— The task —
Convert every line of the data below into a JSON list of strings, one string per line, and skip any blank lines.

— Stored records —
......

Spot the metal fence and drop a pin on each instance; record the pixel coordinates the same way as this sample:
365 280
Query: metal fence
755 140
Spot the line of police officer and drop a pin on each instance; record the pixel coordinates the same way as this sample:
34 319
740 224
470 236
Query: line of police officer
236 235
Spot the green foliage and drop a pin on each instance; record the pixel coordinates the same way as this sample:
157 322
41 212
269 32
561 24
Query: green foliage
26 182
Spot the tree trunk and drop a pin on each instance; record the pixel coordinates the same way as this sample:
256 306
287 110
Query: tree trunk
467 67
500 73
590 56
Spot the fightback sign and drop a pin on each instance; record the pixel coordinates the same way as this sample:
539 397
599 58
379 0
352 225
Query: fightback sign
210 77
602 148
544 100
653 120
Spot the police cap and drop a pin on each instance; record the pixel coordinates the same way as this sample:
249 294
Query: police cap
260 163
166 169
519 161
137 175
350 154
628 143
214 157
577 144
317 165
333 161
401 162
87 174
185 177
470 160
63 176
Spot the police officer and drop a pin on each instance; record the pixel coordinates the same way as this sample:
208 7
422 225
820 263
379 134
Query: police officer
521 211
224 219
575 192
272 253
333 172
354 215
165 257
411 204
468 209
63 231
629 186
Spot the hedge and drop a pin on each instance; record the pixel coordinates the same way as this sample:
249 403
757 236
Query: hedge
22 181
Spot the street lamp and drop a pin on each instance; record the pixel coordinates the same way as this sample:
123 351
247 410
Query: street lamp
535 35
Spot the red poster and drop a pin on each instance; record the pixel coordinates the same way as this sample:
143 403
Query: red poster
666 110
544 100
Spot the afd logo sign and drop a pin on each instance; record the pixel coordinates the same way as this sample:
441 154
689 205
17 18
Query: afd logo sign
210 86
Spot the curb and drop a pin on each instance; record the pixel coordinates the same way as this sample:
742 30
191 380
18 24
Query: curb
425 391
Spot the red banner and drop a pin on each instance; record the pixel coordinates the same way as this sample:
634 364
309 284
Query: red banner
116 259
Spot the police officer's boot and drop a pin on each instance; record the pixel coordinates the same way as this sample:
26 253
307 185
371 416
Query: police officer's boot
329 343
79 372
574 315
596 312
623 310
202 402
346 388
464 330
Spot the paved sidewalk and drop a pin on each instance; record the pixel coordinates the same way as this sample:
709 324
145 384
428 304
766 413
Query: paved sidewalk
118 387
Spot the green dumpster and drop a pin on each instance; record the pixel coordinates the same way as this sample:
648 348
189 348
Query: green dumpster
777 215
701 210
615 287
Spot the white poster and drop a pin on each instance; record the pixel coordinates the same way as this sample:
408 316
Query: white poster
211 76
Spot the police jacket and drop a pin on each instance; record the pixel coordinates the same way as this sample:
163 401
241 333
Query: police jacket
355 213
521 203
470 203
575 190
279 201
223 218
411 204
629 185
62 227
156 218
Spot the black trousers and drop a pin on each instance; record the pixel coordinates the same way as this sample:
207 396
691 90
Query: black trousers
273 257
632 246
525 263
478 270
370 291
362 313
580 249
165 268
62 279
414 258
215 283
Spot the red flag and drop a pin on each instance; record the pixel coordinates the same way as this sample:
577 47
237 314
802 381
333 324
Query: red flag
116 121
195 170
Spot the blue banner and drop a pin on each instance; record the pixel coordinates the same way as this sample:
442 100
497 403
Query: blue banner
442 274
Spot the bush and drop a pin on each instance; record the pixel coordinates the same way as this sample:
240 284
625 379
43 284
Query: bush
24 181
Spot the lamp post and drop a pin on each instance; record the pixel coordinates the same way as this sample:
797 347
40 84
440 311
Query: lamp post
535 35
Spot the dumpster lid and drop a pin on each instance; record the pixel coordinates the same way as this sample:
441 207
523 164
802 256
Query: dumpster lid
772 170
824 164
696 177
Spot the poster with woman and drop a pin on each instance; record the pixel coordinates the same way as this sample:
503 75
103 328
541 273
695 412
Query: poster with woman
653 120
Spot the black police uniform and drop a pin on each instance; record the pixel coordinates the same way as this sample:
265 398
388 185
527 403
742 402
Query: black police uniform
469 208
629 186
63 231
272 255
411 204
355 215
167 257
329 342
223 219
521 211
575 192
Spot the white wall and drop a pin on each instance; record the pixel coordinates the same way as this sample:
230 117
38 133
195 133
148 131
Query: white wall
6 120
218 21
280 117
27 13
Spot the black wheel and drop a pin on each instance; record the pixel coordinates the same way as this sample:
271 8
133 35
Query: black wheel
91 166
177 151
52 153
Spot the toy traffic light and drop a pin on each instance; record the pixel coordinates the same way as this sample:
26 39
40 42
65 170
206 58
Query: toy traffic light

......

— Worked answer —
[
  "Spot the metal fence and drop a pin on each instance; record the pixel coordinates the same way as this sample:",
  "365 280",
  "Query: metal fence",
  "755 140",
  "Spot the line of police officer and drop a pin on each instance; record the pixel coordinates the same way as this sample:",
  "34 319",
  "740 224",
  "470 236",
  "Query: line of police officer",
  "236 235",
  "Spot the green foliage and drop a pin on each instance; record the pixel coordinates the same way as this sample:",
  "157 322",
  "41 212",
  "269 32",
  "561 24",
  "Query: green foliage",
  "26 182",
  "Spot the tree trunk and drop a pin on each instance; record the pixel coordinates the same way as this sample:",
  "256 306",
  "287 110",
  "Query: tree trunk",
  "467 67",
  "500 73",
  "590 56",
  "Spot the fightback sign and drop a pin on each instance; record the pixel coordinates the same way as this sample:",
  "539 397",
  "599 58",
  "379 0",
  "352 225",
  "Query: fightback sign",
  "210 77",
  "602 148",
  "544 100",
  "653 120",
  "Spot the police cap and drop a pin on each instance; record the pixel coordinates the same way as this sample:",
  "249 294",
  "Query: police cap",
  "260 163",
  "166 169",
  "519 161",
  "137 175",
  "350 154",
  "628 143",
  "214 157",
  "577 144",
  "317 165",
  "333 161",
  "401 162",
  "87 174",
  "185 177",
  "470 160",
  "63 176",
  "Spot the police officer and drop a pin on each instance; record the pixel coordinates the same way as this sample:",
  "208 7",
  "422 225",
  "820 263",
  "379 134",
  "Query: police officer",
  "521 211",
  "224 219",
  "575 192",
  "272 253",
  "333 172",
  "354 215",
  "165 257",
  "411 204",
  "468 209",
  "63 231",
  "629 186",
  "Spot the hedge and drop a pin on each instance; record the pixel coordinates the same way as this sample:",
  "249 403",
  "757 236",
  "Query: hedge",
  "22 181",
  "Spot the street lamp and drop a pin on each instance; record the pixel coordinates the same way as this sample:",
  "123 351",
  "247 410",
  "Query: street lamp",
  "535 35",
  "Spot the red poster and drop a pin on each instance; record the pixel coordinates the same way as this sample:",
  "143 403",
  "Query: red poster",
  "666 110",
  "544 100",
  "Spot the afd logo sign and drop a pin on each instance; record the pixel coordinates the same way as this sample:",
  "441 154",
  "689 205",
  "17 18",
  "Query: afd logo sign",
  "210 86",
  "Spot the curb and drop a pin on each instance; record the pixel coordinates the same way as this sample:",
  "742 30",
  "191 380",
  "18 24",
  "Query: curb",
  "425 391",
  "Spot the red banner and drop a pin on each instance; record the pixel coordinates the same way as this sample:",
  "634 364",
  "309 284",
  "Query: red banner",
  "116 259",
  "Spot the police officer's boot and drop a pin on each instance; record the pixel coordinates the same way as this sample:",
  "26 253",
  "307 185",
  "371 416",
  "Query: police officer's boot",
  "329 343",
  "79 372",
  "574 315",
  "596 312",
  "623 310",
  "202 402",
  "346 388",
  "464 330",
  "Spot the paved sidewalk and drop a pin on each instance; record the pixel coordinates the same way as this sample:",
  "709 324",
  "145 384",
  "428 304",
  "766 413",
  "Query: paved sidewalk",
  "118 387",
  "Spot the green dumpster and drop a pin on each instance; record the pixel coordinates the same way as this sample:",
  "648 348",
  "189 348",
  "Query: green dumpster",
  "777 215",
  "701 210",
  "615 287",
  "Spot the white poster and drop a pin on each instance; record the pixel coordinates the same way as this sample:",
  "408 316",
  "Query: white poster",
  "211 76",
  "Spot the police jacket and drop a pin on each instance; record the pixel coordinates the same way as this sample:",
  "163 401",
  "241 333",
  "Query: police jacket",
  "355 213",
  "521 203",
  "470 203",
  "575 190",
  "279 201",
  "223 218",
  "411 204",
  "629 185",
  "62 227",
  "156 218",
  "Spot the black trousers and drop a pin on each instance; record the pixel coordinates the same way as this sample:",
  "207 396",
  "691 90",
  "Query: black trousers",
  "273 257",
  "632 246",
  "525 263",
  "478 270",
  "370 291",
  "362 313",
  "580 249",
  "165 268",
  "62 279",
  "414 258",
  "215 283",
  "Spot the red flag and drop a pin on each instance; record the pixel coordinates the same way as this sample:",
  "577 47",
  "237 314",
  "802 381",
  "333 324",
  "Query: red flag",
  "116 121",
  "195 170",
  "Spot the blue banner and drop a pin on each instance; record the pixel coordinates the same way as this sample:",
  "442 100",
  "497 403",
  "Query: blue banner",
  "442 274",
  "Spot the bush and drop a pin on each instance; record the pixel coordinates the same way as this sample:",
  "240 284",
  "625 379",
  "43 284",
  "Query: bush",
  "24 181",
  "Spot the lamp post and drop a pin on each instance; record the pixel coordinates the same way as this sample:",
  "797 347",
  "40 84",
  "440 311",
  "Query: lamp post",
  "535 35",
  "Spot the dumpster lid and drop a pin on each instance; record the pixel coordinates the same way as this sample:",
  "441 207",
  "523 164",
  "802 256",
  "Query: dumpster lid",
  "772 170",
  "824 164",
  "696 177",
  "Spot the poster with woman and drop a pin on each instance; record the pixel coordinates the same way as this sample:",
  "503 75",
  "103 328",
  "541 273",
  "695 412",
  "Query: poster with woman",
  "653 120",
  "Spot the black police uniform and drop a pin on each instance; record the pixel coordinates the same way as this sample:",
  "265 398",
  "388 185",
  "527 403",
  "742 402",
  "Query: black police uniform",
  "469 208",
  "629 186",
  "63 231",
  "272 255",
  "411 204",
  "355 215",
  "167 257",
  "329 342",
  "223 219",
  "521 211",
  "575 192",
  "Spot the white wall and drop a pin on each instance; record the pixel coordinates the same way as this sample:",
  "230 117",
  "38 133",
  "195 133",
  "148 131",
  "Query: white wall",
  "6 120",
  "218 21",
  "280 117",
  "27 13",
  "Spot the black wheel and drop a pin on each instance; record the pixel coordinates the same way as this sample:",
  "271 8",
  "133 35",
  "Query: black wheel",
  "91 166",
  "177 151",
  "52 153",
  "Spot the toy traffic light and drop a pin on each instance; record the pixel coordinates the same way as this sample:",
  "26 39",
  "40 42",
  "65 170",
  "206 58",
  "Query: toy traffic light"
]